Point annotation rows:
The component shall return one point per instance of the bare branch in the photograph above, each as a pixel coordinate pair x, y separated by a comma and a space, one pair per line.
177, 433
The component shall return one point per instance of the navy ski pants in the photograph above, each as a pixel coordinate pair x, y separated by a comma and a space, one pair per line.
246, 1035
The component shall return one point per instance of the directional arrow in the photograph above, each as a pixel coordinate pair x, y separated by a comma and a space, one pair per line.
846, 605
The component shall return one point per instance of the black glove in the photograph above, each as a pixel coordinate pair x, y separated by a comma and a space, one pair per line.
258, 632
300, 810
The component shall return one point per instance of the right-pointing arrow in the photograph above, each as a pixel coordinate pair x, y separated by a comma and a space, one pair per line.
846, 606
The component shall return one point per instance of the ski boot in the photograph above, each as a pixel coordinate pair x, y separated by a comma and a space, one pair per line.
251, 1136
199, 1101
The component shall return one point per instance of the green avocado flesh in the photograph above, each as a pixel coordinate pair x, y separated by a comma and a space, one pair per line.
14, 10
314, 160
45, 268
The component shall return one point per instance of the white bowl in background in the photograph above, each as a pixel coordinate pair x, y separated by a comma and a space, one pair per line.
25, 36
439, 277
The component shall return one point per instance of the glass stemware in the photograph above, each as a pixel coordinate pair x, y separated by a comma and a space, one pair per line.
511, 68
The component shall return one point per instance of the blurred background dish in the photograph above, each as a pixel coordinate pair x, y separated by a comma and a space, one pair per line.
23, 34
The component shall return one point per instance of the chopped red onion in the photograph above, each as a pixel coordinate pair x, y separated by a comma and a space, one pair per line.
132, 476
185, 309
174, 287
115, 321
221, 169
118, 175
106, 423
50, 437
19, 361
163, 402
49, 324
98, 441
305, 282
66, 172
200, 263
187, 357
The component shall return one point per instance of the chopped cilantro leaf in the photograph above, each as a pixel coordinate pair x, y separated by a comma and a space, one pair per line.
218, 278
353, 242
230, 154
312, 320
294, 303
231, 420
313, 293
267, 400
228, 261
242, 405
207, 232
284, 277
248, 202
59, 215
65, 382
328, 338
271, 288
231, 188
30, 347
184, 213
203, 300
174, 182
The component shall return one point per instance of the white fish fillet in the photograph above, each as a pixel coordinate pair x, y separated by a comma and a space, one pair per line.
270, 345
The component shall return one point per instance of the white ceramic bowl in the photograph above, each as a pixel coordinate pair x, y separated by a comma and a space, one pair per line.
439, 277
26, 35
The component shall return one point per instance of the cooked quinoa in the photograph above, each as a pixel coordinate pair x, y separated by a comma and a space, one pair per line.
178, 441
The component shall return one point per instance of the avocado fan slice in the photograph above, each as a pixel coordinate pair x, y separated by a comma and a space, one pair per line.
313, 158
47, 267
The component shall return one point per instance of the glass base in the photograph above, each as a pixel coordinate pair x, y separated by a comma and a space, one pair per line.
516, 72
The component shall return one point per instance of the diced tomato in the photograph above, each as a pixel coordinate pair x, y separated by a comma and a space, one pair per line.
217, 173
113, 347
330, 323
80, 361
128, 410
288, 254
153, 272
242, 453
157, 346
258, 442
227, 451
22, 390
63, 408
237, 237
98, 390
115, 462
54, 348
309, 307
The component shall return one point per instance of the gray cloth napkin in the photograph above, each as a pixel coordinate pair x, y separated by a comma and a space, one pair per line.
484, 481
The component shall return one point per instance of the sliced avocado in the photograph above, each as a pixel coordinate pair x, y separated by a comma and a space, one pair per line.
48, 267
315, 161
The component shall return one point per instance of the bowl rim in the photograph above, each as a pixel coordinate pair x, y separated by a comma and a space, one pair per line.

### What the task asks
Return every one of the rows above, copying each line without any change.

### Answer to the exercise
The component shall return one point per instance of the bare branch in the photograph above, each as a pixel coordinate pair x, y separated by a comma and a space, one pair per line.
177, 433
The component shall return one point per instance of the navy ski pants in the photograph above, each as a pixel coordinate pair x, y separated by a comma and a space, one pair per line.
246, 1035
The component shall return one point per instance of the directional arrow in the photograph above, each as a pixel coordinate pair x, y separated by a comma and a space, one pair per line.
846, 605
The component shall return one point per instance of the black glove in the photograph above, each as a pixel coordinate pair x, y separated by a comma and a space, one pair per line.
258, 632
300, 810
The component shall return one point per instance of the right-pointing arrow in the photograph above, each as a pixel coordinate pair x, y separated by a comma and a space, one pair per line.
846, 606
The component shall return one point per instance of the ski boot in the photograph above, each as a pixel coordinate pair x, y separated by a comma and a space, one pair per line.
251, 1136
199, 1101
The component shall return one point per instance of the green avocado flesh in the photograph above, each as a pixel coordinate pair x, y separated by a comma and a space, one pair per line.
14, 10
314, 160
45, 268
The component shall return one point per instance of the white bowl in background in the photograph above, each as a pixel coordinate pair x, y separated by a comma and a space, one pair per line.
25, 36
439, 277
The component shall return one point per instance of the glass stemware in the photograph above, each as a pixel coordinate pair x, y separated by a comma and a space, one pair per line.
511, 68
The component shall return one point per instance of the blurred background dish in the photograph above, each as a pixel coordinate pair x, y separated by a comma and a space, one pair per line.
23, 34
The component shall return one point per instance of the chopped red onion in the photograph above, each as a pixel coordinate pair x, y separated by a comma and a space, one pair per line.
132, 476
185, 309
174, 287
115, 321
221, 169
118, 175
106, 423
50, 437
19, 361
163, 402
49, 324
98, 441
305, 282
66, 172
200, 263
187, 357
The component shall return one point per instance of the chopped cilantro leaf in the photograph above, each as a pixel coordinate pair x, y separated by a comma and a space, one pair per line.
218, 278
353, 242
230, 154
312, 320
294, 303
231, 420
313, 293
267, 400
228, 261
242, 405
207, 232
284, 277
248, 202
59, 215
65, 382
328, 338
271, 288
231, 188
30, 347
184, 213
203, 300
174, 182
The component shall return one point per instance of the white fish fillet in the photograph above, each as a pixel coordinate pair x, y separated by a comma and a space, one pair per line.
270, 345
The component shall return one point per instance of the white ceramic bowl in the photograph above, each as a pixel coordinate pair x, y separated by a comma and a space, one pair per line.
439, 277
26, 35
The component shall return one point per instance of the cooked quinoa in the photograph above, each as a pixel coordinate pair x, y separated by a comma and a space, one pair per line.
178, 441
The component shall return one point per instance of the avocado fan slice in the photograph above, each as a pixel coordinate pair x, y separated by a comma and a space, one pair per line.
313, 158
47, 267
The component shall return one point per instance of the glass base in the photograph above, each as a pixel coordinate pair x, y separated by a comma and a space, one pair per line.
516, 72
The component shall return one point per instance of the diced tomato in the photograph above, each as a pixel coordinate pair x, y separated by a comma and a space, one pair per line.
217, 173
113, 347
330, 323
80, 361
128, 410
288, 254
153, 272
242, 453
157, 346
258, 442
227, 451
22, 390
63, 408
237, 237
98, 390
115, 462
54, 348
309, 307
The component shall return one point per instance of the gray cloth napkin in the photograph above, each as a pixel coordinate pair x, y separated by a comma and a space, one pair per line.
484, 481
The component shall return one point per instance of the sliced avocado in the photograph above, each as a pixel coordinate pair x, y separated by a comma and a space, one pair per line.
48, 267
315, 161
The component shall return one point per instance of the bowl rim in the photograph above, each as a pixel coordinate pair x, y separated by a comma and a space, one pair per line.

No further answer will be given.